Request: Rewrite the entries below with every "even-odd rule" switched to "nonzero winding rule", leaving everything else unchanged.

Material shown:

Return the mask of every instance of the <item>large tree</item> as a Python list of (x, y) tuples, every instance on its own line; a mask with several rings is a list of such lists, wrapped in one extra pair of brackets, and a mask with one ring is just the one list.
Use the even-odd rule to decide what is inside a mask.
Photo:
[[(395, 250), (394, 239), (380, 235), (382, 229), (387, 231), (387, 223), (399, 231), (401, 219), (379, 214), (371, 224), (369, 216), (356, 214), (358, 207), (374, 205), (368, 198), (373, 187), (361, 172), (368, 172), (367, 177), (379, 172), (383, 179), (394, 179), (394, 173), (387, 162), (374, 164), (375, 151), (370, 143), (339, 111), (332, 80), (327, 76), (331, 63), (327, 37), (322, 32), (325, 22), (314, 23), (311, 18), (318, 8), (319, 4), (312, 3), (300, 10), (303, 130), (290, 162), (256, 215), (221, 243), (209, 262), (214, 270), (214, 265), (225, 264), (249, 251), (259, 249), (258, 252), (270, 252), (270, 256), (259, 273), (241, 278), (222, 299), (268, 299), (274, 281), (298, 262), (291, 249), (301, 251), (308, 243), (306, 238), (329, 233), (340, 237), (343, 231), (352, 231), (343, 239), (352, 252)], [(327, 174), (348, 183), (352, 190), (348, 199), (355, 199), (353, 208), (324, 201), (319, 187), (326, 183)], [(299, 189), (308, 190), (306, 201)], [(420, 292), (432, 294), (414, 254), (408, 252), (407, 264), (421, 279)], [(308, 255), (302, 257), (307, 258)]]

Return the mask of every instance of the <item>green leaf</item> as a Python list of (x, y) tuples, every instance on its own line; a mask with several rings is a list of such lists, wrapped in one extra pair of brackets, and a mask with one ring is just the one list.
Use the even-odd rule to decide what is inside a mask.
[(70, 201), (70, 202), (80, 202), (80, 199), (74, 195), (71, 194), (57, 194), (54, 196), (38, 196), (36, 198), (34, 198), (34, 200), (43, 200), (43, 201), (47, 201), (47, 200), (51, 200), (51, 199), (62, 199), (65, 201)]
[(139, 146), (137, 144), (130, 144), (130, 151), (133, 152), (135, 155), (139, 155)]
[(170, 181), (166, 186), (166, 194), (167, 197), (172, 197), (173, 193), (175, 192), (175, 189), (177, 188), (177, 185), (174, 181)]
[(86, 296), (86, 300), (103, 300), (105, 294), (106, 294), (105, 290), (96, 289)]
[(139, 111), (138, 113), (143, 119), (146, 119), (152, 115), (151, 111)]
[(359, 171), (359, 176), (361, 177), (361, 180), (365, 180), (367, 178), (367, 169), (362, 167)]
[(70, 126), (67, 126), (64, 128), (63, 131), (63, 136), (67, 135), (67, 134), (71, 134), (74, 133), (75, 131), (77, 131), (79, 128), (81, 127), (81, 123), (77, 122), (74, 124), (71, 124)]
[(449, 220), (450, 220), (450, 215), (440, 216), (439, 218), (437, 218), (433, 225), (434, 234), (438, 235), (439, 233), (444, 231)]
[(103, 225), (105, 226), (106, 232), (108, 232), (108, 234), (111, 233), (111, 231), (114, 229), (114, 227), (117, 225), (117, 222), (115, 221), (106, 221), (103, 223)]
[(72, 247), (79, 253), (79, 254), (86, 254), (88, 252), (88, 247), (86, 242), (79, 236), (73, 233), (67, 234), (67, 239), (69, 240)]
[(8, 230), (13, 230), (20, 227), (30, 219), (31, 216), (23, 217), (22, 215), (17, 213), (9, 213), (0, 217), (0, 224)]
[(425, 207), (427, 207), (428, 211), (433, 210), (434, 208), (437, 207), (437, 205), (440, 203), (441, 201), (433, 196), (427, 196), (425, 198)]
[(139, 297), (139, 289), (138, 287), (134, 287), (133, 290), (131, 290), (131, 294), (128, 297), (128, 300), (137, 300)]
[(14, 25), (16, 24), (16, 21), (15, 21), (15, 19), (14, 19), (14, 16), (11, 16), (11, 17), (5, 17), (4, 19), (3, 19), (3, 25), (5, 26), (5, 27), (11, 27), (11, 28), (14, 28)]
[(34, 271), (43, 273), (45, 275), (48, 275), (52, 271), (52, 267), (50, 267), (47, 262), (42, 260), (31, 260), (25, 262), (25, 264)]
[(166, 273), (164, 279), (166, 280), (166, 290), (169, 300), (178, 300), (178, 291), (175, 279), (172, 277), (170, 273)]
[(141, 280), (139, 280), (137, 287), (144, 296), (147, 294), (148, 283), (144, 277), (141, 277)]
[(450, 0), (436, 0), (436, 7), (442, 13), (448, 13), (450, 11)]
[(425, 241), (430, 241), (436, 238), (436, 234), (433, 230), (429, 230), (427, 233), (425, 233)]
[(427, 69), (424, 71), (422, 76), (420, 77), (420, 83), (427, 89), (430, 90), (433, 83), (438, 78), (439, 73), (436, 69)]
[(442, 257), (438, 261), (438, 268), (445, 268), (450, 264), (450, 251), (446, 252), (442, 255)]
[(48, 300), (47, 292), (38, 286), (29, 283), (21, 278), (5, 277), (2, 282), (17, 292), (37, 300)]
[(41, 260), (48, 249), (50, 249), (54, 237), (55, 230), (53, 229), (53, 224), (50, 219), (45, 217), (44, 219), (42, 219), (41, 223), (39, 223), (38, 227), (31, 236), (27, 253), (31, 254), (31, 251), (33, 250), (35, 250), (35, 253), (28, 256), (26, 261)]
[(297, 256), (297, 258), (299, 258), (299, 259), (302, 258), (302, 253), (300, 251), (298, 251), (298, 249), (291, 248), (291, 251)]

Solution to this task:
Return the mask of every instance of the <item>large tree</item> as a Python list of (x, y) tuples, every instance on its own line; a mask with several rings is a list of such lists, wrapped in one extra pair of brackets, and a mask with one ring is just the one list.
Use the nonzero winding rule to decide what is inside a mask.
Photo:
[[(395, 250), (394, 239), (380, 235), (382, 229), (387, 231), (387, 223), (399, 231), (401, 219), (379, 214), (371, 224), (369, 216), (356, 214), (358, 207), (374, 205), (368, 198), (373, 187), (361, 172), (368, 172), (367, 177), (379, 172), (383, 179), (394, 179), (394, 173), (387, 162), (374, 164), (375, 151), (370, 143), (339, 111), (332, 80), (327, 76), (331, 63), (327, 37), (322, 32), (325, 22), (314, 23), (311, 18), (318, 8), (319, 4), (312, 3), (300, 10), (303, 130), (290, 162), (256, 215), (221, 243), (209, 262), (214, 270), (214, 265), (225, 264), (249, 251), (259, 249), (258, 252), (270, 252), (270, 256), (259, 273), (241, 278), (222, 299), (268, 299), (274, 281), (298, 262), (291, 249), (301, 251), (308, 243), (306, 238), (329, 233), (340, 237), (343, 231), (352, 231), (343, 239), (352, 252)], [(327, 174), (348, 183), (352, 190), (348, 199), (355, 199), (353, 208), (324, 201), (319, 187), (326, 183)], [(299, 189), (308, 190), (306, 201)], [(420, 292), (432, 294), (414, 254), (408, 252), (407, 264), (421, 279)], [(308, 255), (302, 257), (307, 258)]]

Return the mask of every instance of the <item>green leaf</item> as a Python list of (x, y) tuples, every instance on its own line; a mask with several rings is a list of such lists, wrapped in one extra pair of brackets, and a mask with one ring is just the one list.
Use the nonzero winding rule to decide what is inside a mask.
[(70, 201), (70, 202), (80, 202), (80, 199), (74, 195), (71, 194), (57, 194), (54, 196), (38, 196), (36, 198), (34, 198), (34, 200), (43, 200), (43, 201), (47, 201), (47, 200), (51, 200), (51, 199), (62, 199), (65, 201)]
[(139, 146), (137, 144), (130, 144), (130, 151), (133, 152), (135, 155), (139, 155)]
[(170, 181), (166, 186), (166, 194), (167, 197), (172, 197), (173, 193), (175, 192), (175, 189), (177, 188), (177, 185), (174, 181)]
[(86, 296), (86, 300), (103, 300), (105, 294), (106, 294), (105, 290), (96, 289)]
[(139, 111), (138, 113), (143, 119), (146, 119), (152, 115), (151, 111)]
[(359, 171), (359, 176), (361, 177), (361, 180), (365, 180), (367, 178), (367, 169), (362, 167)]
[(70, 126), (67, 126), (64, 128), (63, 131), (63, 136), (67, 135), (67, 134), (71, 134), (74, 133), (75, 131), (77, 131), (79, 128), (81, 127), (81, 123), (77, 122), (74, 124), (71, 124)]
[(449, 220), (450, 220), (450, 215), (440, 216), (439, 218), (437, 218), (433, 225), (434, 234), (438, 235), (439, 233), (444, 231)]
[(103, 225), (105, 226), (106, 232), (108, 232), (108, 234), (111, 233), (111, 231), (114, 229), (114, 227), (117, 225), (117, 222), (115, 221), (106, 221), (103, 223)]
[(72, 247), (79, 253), (79, 254), (86, 254), (88, 252), (88, 247), (86, 242), (79, 236), (73, 233), (67, 234), (67, 239), (69, 240)]
[(8, 230), (13, 230), (20, 227), (30, 219), (31, 216), (23, 217), (22, 215), (17, 213), (9, 213), (0, 217), (0, 224)]
[(425, 207), (427, 207), (428, 211), (433, 210), (434, 208), (437, 207), (437, 205), (440, 203), (441, 201), (433, 196), (427, 196), (425, 198)]
[(139, 297), (139, 289), (138, 287), (134, 287), (133, 290), (131, 290), (131, 294), (128, 297), (128, 300), (137, 300)]
[(14, 25), (16, 24), (16, 21), (15, 21), (15, 19), (14, 19), (14, 16), (11, 16), (11, 17), (5, 17), (4, 19), (3, 19), (3, 25), (5, 26), (5, 27), (11, 27), (11, 28), (14, 28)]
[(34, 271), (43, 273), (45, 275), (48, 275), (52, 271), (52, 267), (50, 267), (47, 262), (42, 260), (31, 260), (25, 262), (25, 264)]
[(166, 273), (164, 279), (166, 280), (166, 290), (169, 300), (178, 300), (178, 291), (175, 279), (172, 277), (170, 273)]
[(141, 280), (139, 280), (137, 287), (144, 296), (147, 294), (148, 283), (144, 277), (141, 277)]
[(450, 0), (436, 0), (436, 7), (442, 13), (448, 13), (450, 11)]
[(425, 241), (430, 241), (436, 238), (436, 234), (433, 230), (429, 230), (427, 233), (425, 233)]
[(427, 69), (424, 71), (422, 76), (420, 77), (420, 83), (427, 89), (430, 90), (433, 83), (438, 78), (439, 73), (436, 69)]
[(442, 257), (438, 261), (438, 268), (445, 268), (450, 264), (450, 251), (446, 252), (442, 255)]
[(48, 300), (47, 292), (38, 286), (29, 283), (21, 278), (5, 277), (2, 282), (17, 292), (37, 300)]
[(41, 260), (48, 249), (50, 249), (54, 237), (55, 230), (53, 229), (53, 224), (50, 219), (45, 217), (44, 219), (42, 219), (41, 223), (39, 223), (38, 227), (31, 236), (27, 253), (31, 254), (31, 251), (33, 250), (35, 250), (35, 253), (28, 256), (26, 261)]
[(297, 256), (297, 258), (299, 258), (299, 259), (302, 258), (302, 253), (300, 251), (298, 251), (298, 249), (291, 248), (291, 251)]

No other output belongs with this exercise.